++++ Source records

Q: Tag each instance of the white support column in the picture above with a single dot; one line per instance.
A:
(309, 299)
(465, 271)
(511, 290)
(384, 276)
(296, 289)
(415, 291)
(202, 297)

++++++++

§ Exercise goal:
The entire set of records should be returned exactly.

§ Response to the task:
Q: Tag each instance of the white support column in the picture above with a single dot; one line per instance.
A:
(309, 299)
(465, 271)
(511, 290)
(384, 276)
(296, 289)
(415, 291)
(202, 297)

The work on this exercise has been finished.